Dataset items
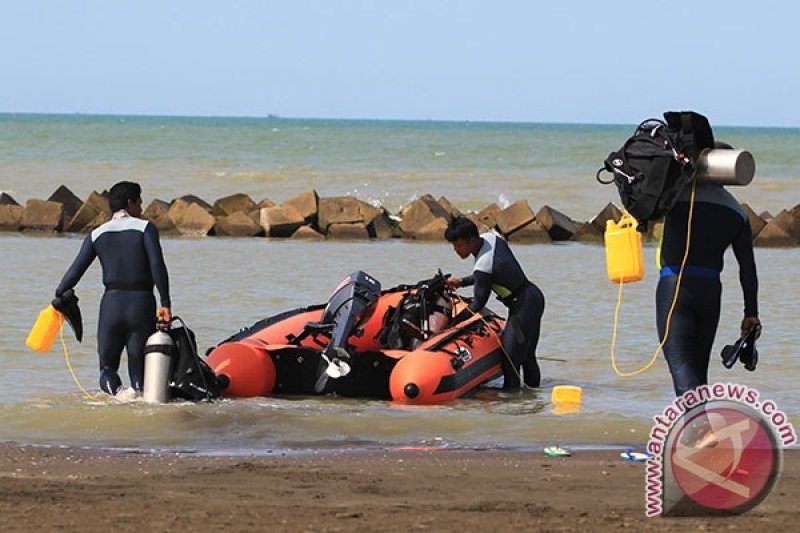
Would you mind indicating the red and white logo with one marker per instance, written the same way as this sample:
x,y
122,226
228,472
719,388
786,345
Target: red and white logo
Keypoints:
x,y
725,457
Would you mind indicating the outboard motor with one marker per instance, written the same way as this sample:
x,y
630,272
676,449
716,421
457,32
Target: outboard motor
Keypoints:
x,y
157,361
348,309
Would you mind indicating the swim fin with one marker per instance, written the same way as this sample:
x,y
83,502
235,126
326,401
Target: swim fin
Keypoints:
x,y
744,350
67,305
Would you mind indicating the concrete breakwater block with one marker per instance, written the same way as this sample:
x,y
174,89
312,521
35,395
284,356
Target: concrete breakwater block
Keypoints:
x,y
235,203
558,225
514,217
238,224
280,221
307,216
41,215
418,217
11,217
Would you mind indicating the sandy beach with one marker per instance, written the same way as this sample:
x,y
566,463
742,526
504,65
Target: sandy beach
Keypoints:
x,y
64,489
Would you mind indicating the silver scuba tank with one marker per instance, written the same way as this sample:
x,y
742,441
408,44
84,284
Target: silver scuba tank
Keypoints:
x,y
157,360
722,166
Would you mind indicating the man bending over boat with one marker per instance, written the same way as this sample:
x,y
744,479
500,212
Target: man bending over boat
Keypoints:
x,y
496,269
132,261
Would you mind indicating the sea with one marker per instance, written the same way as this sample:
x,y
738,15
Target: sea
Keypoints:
x,y
220,285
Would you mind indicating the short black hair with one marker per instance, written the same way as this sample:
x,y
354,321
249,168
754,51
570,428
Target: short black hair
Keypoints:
x,y
461,227
121,192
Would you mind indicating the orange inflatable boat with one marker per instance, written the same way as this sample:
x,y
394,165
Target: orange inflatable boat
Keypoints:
x,y
400,344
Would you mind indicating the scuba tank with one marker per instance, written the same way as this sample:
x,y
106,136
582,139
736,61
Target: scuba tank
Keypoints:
x,y
157,361
725,167
44,331
624,250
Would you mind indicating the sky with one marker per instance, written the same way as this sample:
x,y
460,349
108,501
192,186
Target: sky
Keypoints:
x,y
571,61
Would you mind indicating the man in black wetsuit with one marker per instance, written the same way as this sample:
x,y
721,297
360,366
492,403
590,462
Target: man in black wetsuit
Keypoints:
x,y
718,221
132,261
496,269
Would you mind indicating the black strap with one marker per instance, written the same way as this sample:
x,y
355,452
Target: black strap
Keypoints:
x,y
129,287
166,349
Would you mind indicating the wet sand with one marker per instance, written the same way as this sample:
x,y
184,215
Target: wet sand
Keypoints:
x,y
49,489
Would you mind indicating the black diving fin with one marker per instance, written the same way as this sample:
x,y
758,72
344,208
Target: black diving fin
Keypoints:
x,y
67,305
744,350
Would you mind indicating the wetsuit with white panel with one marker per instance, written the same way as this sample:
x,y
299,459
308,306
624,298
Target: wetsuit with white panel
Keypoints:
x,y
497,270
132,262
718,221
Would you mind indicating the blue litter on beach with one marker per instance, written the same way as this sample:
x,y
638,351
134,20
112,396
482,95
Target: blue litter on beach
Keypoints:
x,y
636,457
557,451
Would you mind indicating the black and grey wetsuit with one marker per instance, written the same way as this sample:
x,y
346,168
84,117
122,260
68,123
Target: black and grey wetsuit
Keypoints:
x,y
132,260
496,269
718,221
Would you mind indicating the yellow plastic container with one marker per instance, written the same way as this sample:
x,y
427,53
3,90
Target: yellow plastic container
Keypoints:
x,y
624,250
566,394
566,399
44,331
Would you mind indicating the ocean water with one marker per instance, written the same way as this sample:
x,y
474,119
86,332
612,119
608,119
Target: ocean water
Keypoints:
x,y
220,285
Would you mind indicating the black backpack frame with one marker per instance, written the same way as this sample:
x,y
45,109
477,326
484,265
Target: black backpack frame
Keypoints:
x,y
657,162
190,376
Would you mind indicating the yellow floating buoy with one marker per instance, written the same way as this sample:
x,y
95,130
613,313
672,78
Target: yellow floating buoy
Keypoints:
x,y
45,329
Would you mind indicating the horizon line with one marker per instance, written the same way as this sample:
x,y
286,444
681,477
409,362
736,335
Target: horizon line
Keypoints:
x,y
273,116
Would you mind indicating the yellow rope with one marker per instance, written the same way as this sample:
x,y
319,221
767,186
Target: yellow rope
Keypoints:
x,y
71,371
671,309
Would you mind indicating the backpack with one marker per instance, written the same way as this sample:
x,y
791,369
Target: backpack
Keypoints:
x,y
657,162
190,376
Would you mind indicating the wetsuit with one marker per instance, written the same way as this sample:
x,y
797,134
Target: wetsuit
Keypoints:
x,y
132,260
496,269
718,221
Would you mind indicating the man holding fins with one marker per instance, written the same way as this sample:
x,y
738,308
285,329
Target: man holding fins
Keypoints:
x,y
496,269
132,261
717,222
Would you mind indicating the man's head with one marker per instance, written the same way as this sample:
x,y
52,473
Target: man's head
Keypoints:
x,y
463,234
126,195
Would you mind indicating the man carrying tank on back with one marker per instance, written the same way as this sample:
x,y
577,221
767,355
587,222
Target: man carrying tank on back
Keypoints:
x,y
132,261
496,269
718,221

DIRECTIVE
Could you change every "written the same way as this sample" in the lines above to "formatted like this example", keep everything else the same, and give the lines back without the pictures?

SOLUTION
Would you mind indicating the red and white logo with one marker per instance, formatted like this example:
x,y
122,226
228,472
719,388
786,345
Target: red and white logo
Keypoints:
x,y
725,457
Would you mind indicating the outboard motor with one marker per instance, formatted like this example:
x,y
630,272
676,449
716,421
457,32
Target: outboard motor
Keypoints:
x,y
157,361
348,309
Would you mind indicating the swim fin with one marker per instance, formatted like this example:
x,y
83,502
235,126
326,401
Target: swim fin
Keypoints:
x,y
744,350
67,305
Would you mind indicating the concrete breakwater block with one marker per instance, formatted like this example:
x,y
174,89
312,521
35,395
284,356
Target: concrete breakwater block
Keypoints:
x,y
235,203
558,225
514,217
238,224
280,221
307,216
41,215
418,217
11,217
Would you mind indicating the sandy beach with one marker per instance, formatted like this example:
x,y
566,463
742,526
504,65
Target: sandy beach
Keypoints:
x,y
64,489
Would you mind indicating the silver scuba tank with one marker per instance, formatted like this example:
x,y
742,441
408,44
84,284
Target: silver scuba tank
Keypoints:
x,y
157,360
722,166
Would you mind indicating the man bending over boat with one marker per instance, formatted like this example:
x,y
744,479
500,212
Target: man bending over boat
Keypoints:
x,y
496,269
132,261
Would you mind indicating the sea with one marker per instance, formatted like this example:
x,y
738,15
Target: sea
Keypoints:
x,y
220,285
Would you mind indicating the short black hair with one marker per instance, formatted like this example:
x,y
354,321
249,168
754,51
570,428
Target: short black hair
Keypoints:
x,y
461,227
121,192
Would you mind indicating the orange inflatable boat with one marker per instance, formatted like this example:
x,y
394,165
Target: orange inflatable boat
Keypoints:
x,y
400,344
Would you mind indicating the scuba tank with one marker per instance, formatted like this example:
x,y
106,136
582,139
736,61
Target: scuba tank
Keypoints:
x,y
157,361
725,167
44,331
624,250
Would you mind indicating the sky with one marker per instance, formatted like this example:
x,y
460,349
108,501
192,186
Target: sky
Keypoints:
x,y
571,61
Would you mind indicating the man in black wetsuit with one marker per instance, formatted like this example:
x,y
721,297
360,366
492,403
590,462
Target: man in black wetsuit
Keypoints:
x,y
718,221
132,261
496,269
Would you mind indicating the black strap with one marker per instance, formatted like this example:
x,y
355,452
Target: black strap
Keypoints:
x,y
129,287
166,349
Would you mind indicating the wet sand with one marker per instance, formatted like this example:
x,y
184,215
Target: wet sand
Keypoints:
x,y
49,489
Would you mind indicating the black diving fin with one marker per instance, formatted like this example:
x,y
758,72
344,208
Target: black diving fin
Keypoints:
x,y
67,305
744,350
Would you mind indicating the wetsuit with white panel with one marker per instance, formatted like this example:
x,y
299,459
308,306
624,298
Target: wetsuit with white panel
Keypoints:
x,y
497,270
132,262
718,221
Would you mind indicating the blue litter on beach with one marker per instance, formatted like this example:
x,y
638,351
134,20
112,396
482,95
Target: blue litter on beach
Keypoints:
x,y
636,457
557,451
Would you mind indicating the black and grey wetsuit with one marker per instance, formatted like this example:
x,y
346,168
84,117
122,260
68,123
Target: black and grey wetsuit
Keypoints:
x,y
132,260
496,269
718,221
Would you mind indicating the yellow plastic container with one marker per instance, formatted like this example:
x,y
427,53
3,90
Target: yellow plastic container
Keypoints:
x,y
624,250
566,394
566,399
44,331
Would you mind indicating the ocean water with one marker per instance, formatted like this example:
x,y
474,119
86,332
612,119
608,119
Target: ocean water
Keypoints:
x,y
220,285
Would you mind indicating the black backpack frame with one marker per instance, formatted like this example:
x,y
45,109
477,326
484,265
Target: black backpack frame
Keypoints:
x,y
657,162
190,376
Would you mind indicating the yellow floating buoy with one marker per instance, formatted like this example:
x,y
95,130
613,313
672,78
Target: yellow floating buoy
Keypoints:
x,y
45,329
Would you mind indicating the horizon line with one marker per instance, formatted like this example:
x,y
286,444
681,477
409,362
736,335
Target: horizon line
Keypoints:
x,y
273,116
Would you mind indicating the yellow rope with one marker per instance, formatted like this example:
x,y
319,221
767,186
Target: yellow rope
Keypoints:
x,y
71,371
671,309
Would you mind indicating the backpack with one marker per instance, formatted like this example:
x,y
791,369
Target: backpack
Keypoints:
x,y
657,162
190,376
Would you mind indicating the wetsuit with one marker per instance, formatted like this example:
x,y
797,134
Target: wetsuit
Keypoints:
x,y
132,260
496,269
718,221
Would you mind indicating the man holding fins with one marker per instance, formatted like this example:
x,y
738,308
285,329
Target: man holding fins
Keypoints:
x,y
496,269
132,261
717,222
Would you mind indicating the man's head with one marker per instance, formatted like this example:
x,y
52,473
Target: man's head
Keypoints:
x,y
463,234
126,195
Would you mind indicating the man carrying tank on back with one marker per instance, formatted like this example:
x,y
577,221
767,355
587,222
Target: man carrying tank on back
Keypoints:
x,y
132,261
496,269
718,221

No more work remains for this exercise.